— Problem description —
Gather all lines in the records below that include the word "banner".

(Dataset records Opens)

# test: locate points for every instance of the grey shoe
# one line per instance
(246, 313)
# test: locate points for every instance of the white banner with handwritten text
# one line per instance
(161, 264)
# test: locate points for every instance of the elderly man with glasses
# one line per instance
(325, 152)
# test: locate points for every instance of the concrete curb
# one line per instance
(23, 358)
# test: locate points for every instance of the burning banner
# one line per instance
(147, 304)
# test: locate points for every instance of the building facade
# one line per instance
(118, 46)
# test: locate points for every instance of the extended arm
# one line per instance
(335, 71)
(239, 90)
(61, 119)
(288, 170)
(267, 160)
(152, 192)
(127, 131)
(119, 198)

(Dataset records Closes)
(Dataset records Opens)

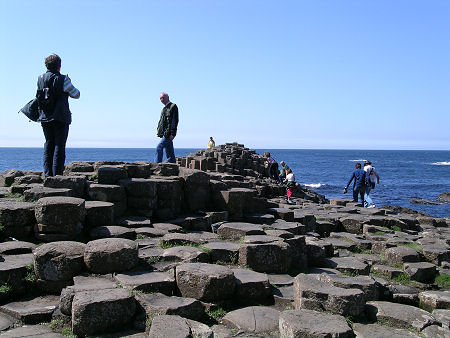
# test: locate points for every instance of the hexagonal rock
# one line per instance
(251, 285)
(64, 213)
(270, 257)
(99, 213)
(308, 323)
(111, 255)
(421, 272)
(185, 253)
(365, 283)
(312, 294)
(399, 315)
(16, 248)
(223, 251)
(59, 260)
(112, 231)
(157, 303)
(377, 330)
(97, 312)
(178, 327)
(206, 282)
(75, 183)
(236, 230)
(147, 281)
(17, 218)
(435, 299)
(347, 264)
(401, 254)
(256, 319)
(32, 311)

(Dataset records Closes)

— The completed task —
# test: locate points for every instance of the white banner with handwritten text
# test: locate points for every instance of the burning banner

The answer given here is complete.